* **Richiesta A**:
Riporta senza alcuna modifica l'intero brano sui re longobardi dopo Rotari.

── Estratto della fonte

Dopo Rotari, i re della cosiddetta dinastia bavarese, iniziata da Ariperto nipote di Teodolinda, precipitarono di nuovo il regno nell'anarchia per ben sessant'anni (653-712), funestati da guerre per la corona, da violenti contrasti tra la parte cattolica, in progressivo aumento, e la parte ariana, da attacchi ai confini e da tentativi bizantini di ricuperare l'Italia (spedizione di Costante II, 663-668). Le sorti del regno furono risollevate da Liutprando (712-744) che, assumendo come fervente cattolico la veste di difensore del papa nella guerra dell'iconoclastia sferrata dall'imperatore bizantino, ritenne tempestiva e giusta una grande azione intesa a liberare definitivamente l'Italia da Bisanzio e a ridurla tutta in potere dei Longobardi. Ma, pervenuto attraverso i domini imperiali fino al castello di Sutri, fu fermato dal papa Gregorio II che, per tenerlo lontano da Roma (dove il potere imperiale era già da molto tempo praticamente, se non formalmente, decaduto, e sovrano di fatto era il pontefice), lo indusse a ritirarsi e a fare la celebre donazione ai santi Pietro e Paolo del castello medesimo di Sutri (728, anno assunto come data di nascita del dominio territoriale della Chiesa).

────
── Estratti dei dati

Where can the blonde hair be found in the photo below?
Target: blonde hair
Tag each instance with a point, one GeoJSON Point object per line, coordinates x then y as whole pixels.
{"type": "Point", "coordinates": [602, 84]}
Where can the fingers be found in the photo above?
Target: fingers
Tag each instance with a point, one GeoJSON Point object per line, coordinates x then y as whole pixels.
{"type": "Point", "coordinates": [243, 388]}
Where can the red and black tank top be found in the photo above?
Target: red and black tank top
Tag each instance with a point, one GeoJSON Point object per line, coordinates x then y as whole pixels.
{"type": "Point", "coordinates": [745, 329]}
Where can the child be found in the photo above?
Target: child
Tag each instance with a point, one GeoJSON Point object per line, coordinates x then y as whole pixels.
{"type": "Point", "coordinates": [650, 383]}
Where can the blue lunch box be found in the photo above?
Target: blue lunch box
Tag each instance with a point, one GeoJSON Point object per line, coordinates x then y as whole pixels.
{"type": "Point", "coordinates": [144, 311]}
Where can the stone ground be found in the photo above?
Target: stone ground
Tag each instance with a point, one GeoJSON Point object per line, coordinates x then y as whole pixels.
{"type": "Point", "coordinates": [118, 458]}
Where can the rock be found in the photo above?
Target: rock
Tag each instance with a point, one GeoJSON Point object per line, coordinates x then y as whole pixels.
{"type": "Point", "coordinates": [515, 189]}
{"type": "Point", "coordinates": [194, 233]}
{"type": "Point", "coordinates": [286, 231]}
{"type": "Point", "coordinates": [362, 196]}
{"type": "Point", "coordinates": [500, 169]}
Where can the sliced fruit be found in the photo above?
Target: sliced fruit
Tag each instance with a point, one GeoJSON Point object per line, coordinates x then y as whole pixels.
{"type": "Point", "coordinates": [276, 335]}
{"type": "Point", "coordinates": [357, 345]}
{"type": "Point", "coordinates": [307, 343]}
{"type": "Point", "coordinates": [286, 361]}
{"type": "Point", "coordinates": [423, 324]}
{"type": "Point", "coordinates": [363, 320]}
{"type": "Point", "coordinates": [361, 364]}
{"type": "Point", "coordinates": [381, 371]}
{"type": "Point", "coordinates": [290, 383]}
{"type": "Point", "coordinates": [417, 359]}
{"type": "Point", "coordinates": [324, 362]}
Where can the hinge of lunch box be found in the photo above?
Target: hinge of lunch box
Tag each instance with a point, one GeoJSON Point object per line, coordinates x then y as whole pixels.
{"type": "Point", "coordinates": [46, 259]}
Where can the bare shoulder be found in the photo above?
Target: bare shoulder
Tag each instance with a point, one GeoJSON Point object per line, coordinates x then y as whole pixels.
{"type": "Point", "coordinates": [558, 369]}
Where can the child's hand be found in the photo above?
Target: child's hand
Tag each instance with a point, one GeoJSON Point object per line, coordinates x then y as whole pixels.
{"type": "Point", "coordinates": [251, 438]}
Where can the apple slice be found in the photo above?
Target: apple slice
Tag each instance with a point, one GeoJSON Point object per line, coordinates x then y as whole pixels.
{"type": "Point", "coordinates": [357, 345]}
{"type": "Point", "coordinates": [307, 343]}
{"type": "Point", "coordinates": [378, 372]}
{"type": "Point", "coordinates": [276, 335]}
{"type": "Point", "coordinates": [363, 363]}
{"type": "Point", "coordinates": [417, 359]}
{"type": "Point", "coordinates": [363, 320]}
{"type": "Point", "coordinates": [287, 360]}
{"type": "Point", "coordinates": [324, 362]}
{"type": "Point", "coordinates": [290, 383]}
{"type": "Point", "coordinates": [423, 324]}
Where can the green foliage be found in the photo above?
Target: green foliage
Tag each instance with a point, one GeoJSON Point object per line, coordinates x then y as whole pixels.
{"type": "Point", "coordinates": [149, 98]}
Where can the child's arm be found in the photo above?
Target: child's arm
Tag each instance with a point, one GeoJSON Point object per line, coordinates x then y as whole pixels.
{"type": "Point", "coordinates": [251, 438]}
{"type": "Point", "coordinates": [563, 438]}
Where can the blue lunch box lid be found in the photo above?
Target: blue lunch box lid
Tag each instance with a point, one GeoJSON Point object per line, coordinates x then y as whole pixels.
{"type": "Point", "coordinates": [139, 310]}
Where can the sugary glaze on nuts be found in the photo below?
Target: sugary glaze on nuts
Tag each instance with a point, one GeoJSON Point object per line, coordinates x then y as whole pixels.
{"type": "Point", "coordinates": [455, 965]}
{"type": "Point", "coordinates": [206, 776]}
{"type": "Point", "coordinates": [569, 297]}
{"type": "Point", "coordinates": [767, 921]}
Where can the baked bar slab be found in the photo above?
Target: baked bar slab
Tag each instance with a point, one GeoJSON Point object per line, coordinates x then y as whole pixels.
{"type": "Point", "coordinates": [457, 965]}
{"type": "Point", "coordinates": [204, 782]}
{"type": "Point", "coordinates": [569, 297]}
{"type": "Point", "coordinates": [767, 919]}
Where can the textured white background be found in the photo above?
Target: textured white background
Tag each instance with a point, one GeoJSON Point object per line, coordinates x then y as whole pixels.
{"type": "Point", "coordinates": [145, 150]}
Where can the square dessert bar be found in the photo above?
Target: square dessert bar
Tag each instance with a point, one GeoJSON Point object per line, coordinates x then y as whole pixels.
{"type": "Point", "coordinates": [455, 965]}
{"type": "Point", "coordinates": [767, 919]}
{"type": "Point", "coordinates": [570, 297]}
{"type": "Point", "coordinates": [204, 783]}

────

* **Richiesta B**:
Conta le righe dei dati che contengono la parola "rock", distinguendo tra maiuscole e minuscole, e scrivi soltanto il numero.

* **Risposta finale A**:
Dopo Rotari, i re della cosiddetta dinastia bavarese, iniziata da Ariperto nipote di Teodolinda, precipitarono di nuovo il regno nell'anarchia per ben sessant'anni (653-712), funestati da guerre per la corona, da violenti contrasti tra la parte cattolica, in progressivo aumento, e la parte ariana, da attacchi ai confini e da tentativi bizantini di ricuperare l'Italia (spedizione di Costante II, 663-668). Le sorti del regno furono risollevate da Liutprando (712-744) che, assumendo come fervente cattolico la veste di difensore del papa nella guerra dell'iconoclastia sferrata dall'imperatore bizantino, ritenne tempestiva e giusta una grande azione intesa a liberare definitivamente l'Italia da Bisanzio e a ridurla tutta in potere dei Longobardi. Ma, pervenuto attraverso i domini imperiali fino al castello di Sutri, fu fermato dal papa Gregorio II che, per tenerlo lontano da Roma (dove il potere imperiale era già da molto tempo praticamente, se non formalmente, decaduto, e sovrano di fatto era il pontefice), lo indusse a ritirarsi e a fare la celebre donazione ai santi Pietro e Paolo del castello medesimo di Sutri (728, anno assunto come data di nascita del dominio territoriale della Chiesa).

* **Risposta finale B**:
2